═════ TEXT SHOWN ═════
The role of auxin transporters in monocots development

Abstract

Auxin is a key regulator of plant growth and development, orchestrating cell division, elongation and differentiation, embryonic development, root and stem tropisms, apical dominance, and transition to flowering. Auxin levels are higher in undifferentiated cell populations and decrease following organ initiation and tissue differentiation. This differential auxin distribution is achieved by polar auxin transport (PAT) mediated by auxin transport proteins. There are four major families of auxin transporters in plants: PIN-FORMED (PIN), ATP-binding cassette family B (ABCB), AUXIN1/LIKE-AUX1s, and PIN-LIKES. These families include proteins located at the plasma membrane or at the endoplasmic reticulum (ER), which participate in auxin influx, efflux or both, from the apoplast into the cell or from the cytosol into the ER compartment. Auxin transporters have been largely studied in the dicotyledon model species Arabidopsis, but there is increasing evidence of their role in auxin regulated development in monocotyledon species. In monocots, families of auxin transporters are enlarged and often include duplicated genes and proteins with high sequence similarity. Some of these proteins underwent sub- and neo-functionalization with substantial modification to their structure and expression in organs such as adventitious roots, panicles, tassels, and ears. Most of the present information on monocot auxin transporters function derives from studies conducted in rice, maize, sorghum, and Brachypodium, using pharmacological applications (PAT inhibitors) or down-/up-regulation (over-expression and RNA interference) of candidate genes. Gene expression studies and comparison of predicted protein structures have also increased our knowledge of the role of PAT in monocots. However, knockout mutants and functional characterization of single genes are still scarce and the future availability of such resources will prove crucial to elucidate the role of auxin transporters in monocots development.
═════ PROVIDED DATA ═════
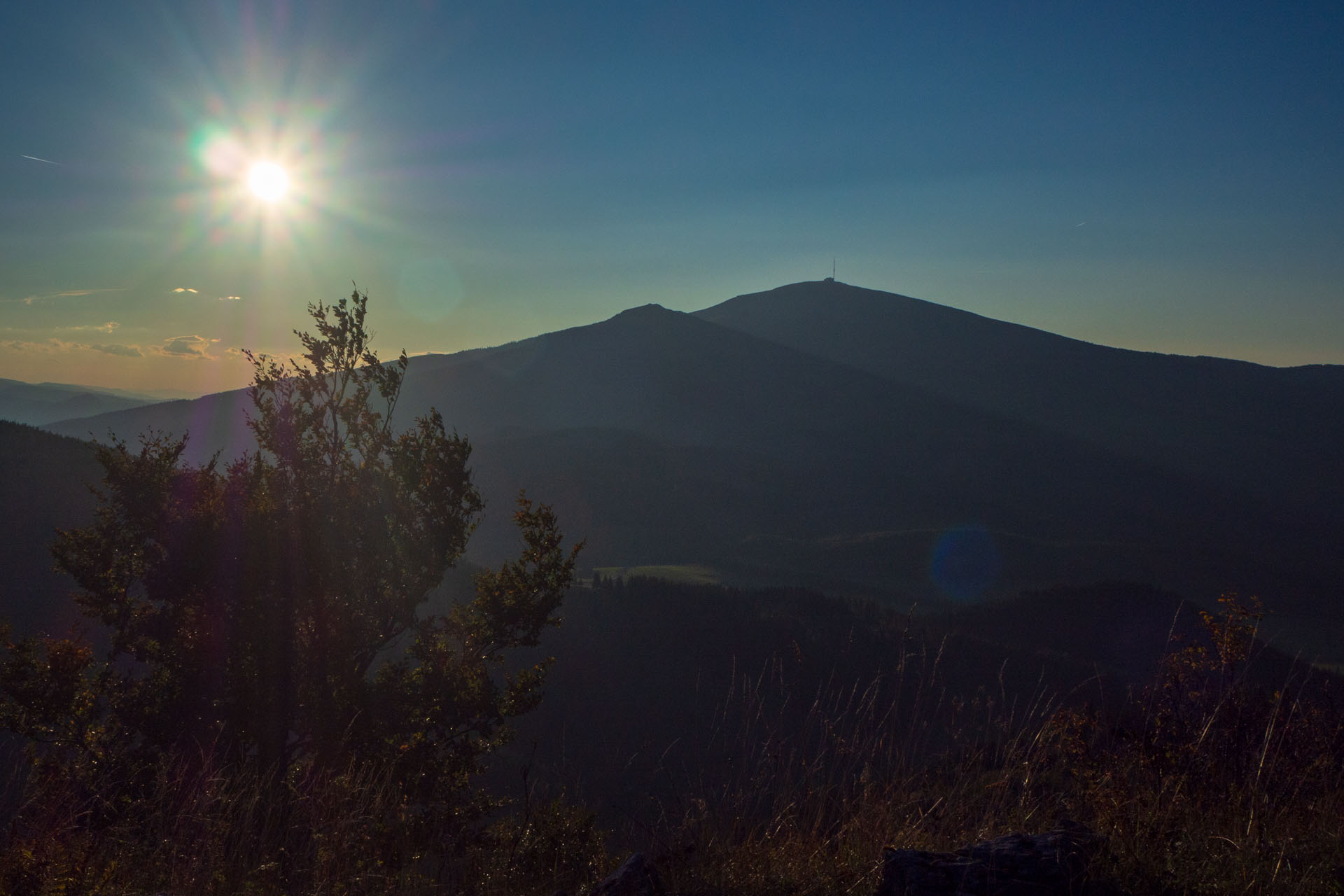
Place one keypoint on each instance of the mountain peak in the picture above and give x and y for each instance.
═════
WORK TASK A = According to the abstract on auxin transporters, in which four species were most studies of monocot auxin transporter function conducted?
WORK TASK B = How would this sentence from the abstract on auxin transporters read in Spanish: "This differential auxin distribution is achieved by polar auxin transport (PAT) mediated by auxin transport proteins."
The data comes from a different source than the text.

REPLY A = Rice, maize, sorghum, and Brachypodium.

REPLY B = Esta distribución diferencial de la auxina se logra mediante el transporte polar de auxina (PAT), mediado por proteínas transportadoras de auxina.